BEGIN Entries
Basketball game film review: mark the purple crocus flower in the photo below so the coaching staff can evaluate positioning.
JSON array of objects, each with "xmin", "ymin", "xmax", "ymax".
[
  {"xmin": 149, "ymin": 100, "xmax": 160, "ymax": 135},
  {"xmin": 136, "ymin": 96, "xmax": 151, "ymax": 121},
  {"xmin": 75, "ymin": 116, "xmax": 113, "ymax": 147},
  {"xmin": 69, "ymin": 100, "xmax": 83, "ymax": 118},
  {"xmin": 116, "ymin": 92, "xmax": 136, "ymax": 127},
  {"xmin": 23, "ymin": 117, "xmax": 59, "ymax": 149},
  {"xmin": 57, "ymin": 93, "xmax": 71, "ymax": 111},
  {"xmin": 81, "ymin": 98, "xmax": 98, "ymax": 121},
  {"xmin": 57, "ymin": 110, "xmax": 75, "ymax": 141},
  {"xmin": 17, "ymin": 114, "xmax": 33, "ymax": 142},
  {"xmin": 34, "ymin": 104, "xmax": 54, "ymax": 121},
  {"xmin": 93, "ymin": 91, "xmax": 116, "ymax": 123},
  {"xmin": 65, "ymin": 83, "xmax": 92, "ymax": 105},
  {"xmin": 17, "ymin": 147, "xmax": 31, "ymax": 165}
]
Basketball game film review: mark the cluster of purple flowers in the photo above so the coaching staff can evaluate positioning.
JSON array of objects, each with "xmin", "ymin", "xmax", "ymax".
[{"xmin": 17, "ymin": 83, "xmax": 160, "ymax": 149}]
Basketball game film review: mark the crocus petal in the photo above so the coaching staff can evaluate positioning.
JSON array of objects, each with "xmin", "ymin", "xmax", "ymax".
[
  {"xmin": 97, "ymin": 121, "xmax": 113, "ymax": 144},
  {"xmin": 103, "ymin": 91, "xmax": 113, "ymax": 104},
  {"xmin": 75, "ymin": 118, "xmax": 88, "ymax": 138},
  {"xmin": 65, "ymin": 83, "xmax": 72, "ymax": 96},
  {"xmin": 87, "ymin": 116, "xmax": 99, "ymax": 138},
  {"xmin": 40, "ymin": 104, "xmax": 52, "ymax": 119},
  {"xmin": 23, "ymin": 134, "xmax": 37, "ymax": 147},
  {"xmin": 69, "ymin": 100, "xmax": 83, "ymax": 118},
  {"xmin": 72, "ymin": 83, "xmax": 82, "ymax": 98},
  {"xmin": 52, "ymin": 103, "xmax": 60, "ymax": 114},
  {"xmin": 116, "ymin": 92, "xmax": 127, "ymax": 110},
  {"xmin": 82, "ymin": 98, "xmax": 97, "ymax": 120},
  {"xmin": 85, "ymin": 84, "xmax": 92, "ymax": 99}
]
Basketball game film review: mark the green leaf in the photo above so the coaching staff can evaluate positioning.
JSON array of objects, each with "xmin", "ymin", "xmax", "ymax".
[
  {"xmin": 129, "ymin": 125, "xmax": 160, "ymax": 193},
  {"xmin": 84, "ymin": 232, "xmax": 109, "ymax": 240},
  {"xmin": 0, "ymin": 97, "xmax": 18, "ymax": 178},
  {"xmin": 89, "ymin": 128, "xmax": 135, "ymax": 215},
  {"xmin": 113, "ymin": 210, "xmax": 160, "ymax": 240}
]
END Entries
Reproduce the listing above line for line, with no changes.

Basketball game film review: mark the purple crocus flower in the photo below so the coaching staff can evaluate positioning.
JSON array of objects, each with "xmin", "ymin", "xmax", "ymax".
[
  {"xmin": 149, "ymin": 100, "xmax": 160, "ymax": 135},
  {"xmin": 136, "ymin": 96, "xmax": 151, "ymax": 121},
  {"xmin": 75, "ymin": 116, "xmax": 113, "ymax": 147},
  {"xmin": 69, "ymin": 100, "xmax": 83, "ymax": 118},
  {"xmin": 116, "ymin": 92, "xmax": 136, "ymax": 127},
  {"xmin": 23, "ymin": 117, "xmax": 59, "ymax": 149},
  {"xmin": 57, "ymin": 93, "xmax": 71, "ymax": 111},
  {"xmin": 81, "ymin": 98, "xmax": 98, "ymax": 121},
  {"xmin": 57, "ymin": 110, "xmax": 75, "ymax": 141},
  {"xmin": 17, "ymin": 114, "xmax": 33, "ymax": 142},
  {"xmin": 34, "ymin": 104, "xmax": 54, "ymax": 121},
  {"xmin": 93, "ymin": 91, "xmax": 116, "ymax": 123},
  {"xmin": 65, "ymin": 83, "xmax": 92, "ymax": 105},
  {"xmin": 17, "ymin": 147, "xmax": 31, "ymax": 165}
]
Basketball game film review: mark the cluster of purple flowers in the photo above so the coaching staff can evaluate positioning.
JSON array of objects, each with "xmin", "ymin", "xmax", "ymax".
[{"xmin": 17, "ymin": 83, "xmax": 160, "ymax": 149}]
Basketball game film review: mark the crocus petal in the photo above so the coaching staff can evaluate positioning.
JSON array of objects, each with "xmin", "ymin", "xmax", "ymax".
[
  {"xmin": 97, "ymin": 121, "xmax": 113, "ymax": 144},
  {"xmin": 103, "ymin": 91, "xmax": 113, "ymax": 104},
  {"xmin": 75, "ymin": 118, "xmax": 88, "ymax": 138},
  {"xmin": 65, "ymin": 83, "xmax": 72, "ymax": 96},
  {"xmin": 87, "ymin": 116, "xmax": 99, "ymax": 138},
  {"xmin": 40, "ymin": 104, "xmax": 52, "ymax": 119},
  {"xmin": 23, "ymin": 134, "xmax": 37, "ymax": 147},
  {"xmin": 69, "ymin": 100, "xmax": 83, "ymax": 118},
  {"xmin": 72, "ymin": 83, "xmax": 82, "ymax": 98},
  {"xmin": 52, "ymin": 103, "xmax": 60, "ymax": 114},
  {"xmin": 116, "ymin": 92, "xmax": 127, "ymax": 110},
  {"xmin": 82, "ymin": 98, "xmax": 97, "ymax": 120},
  {"xmin": 85, "ymin": 84, "xmax": 92, "ymax": 99}
]
Basketball game film review: mark the green leaf in the photo above so the coaching staff can evaluate positioning.
JSON array of objects, each with "xmin", "ymin", "xmax", "ymax".
[
  {"xmin": 129, "ymin": 125, "xmax": 160, "ymax": 193},
  {"xmin": 84, "ymin": 232, "xmax": 109, "ymax": 240},
  {"xmin": 0, "ymin": 97, "xmax": 18, "ymax": 178},
  {"xmin": 89, "ymin": 128, "xmax": 135, "ymax": 215},
  {"xmin": 113, "ymin": 210, "xmax": 160, "ymax": 240}
]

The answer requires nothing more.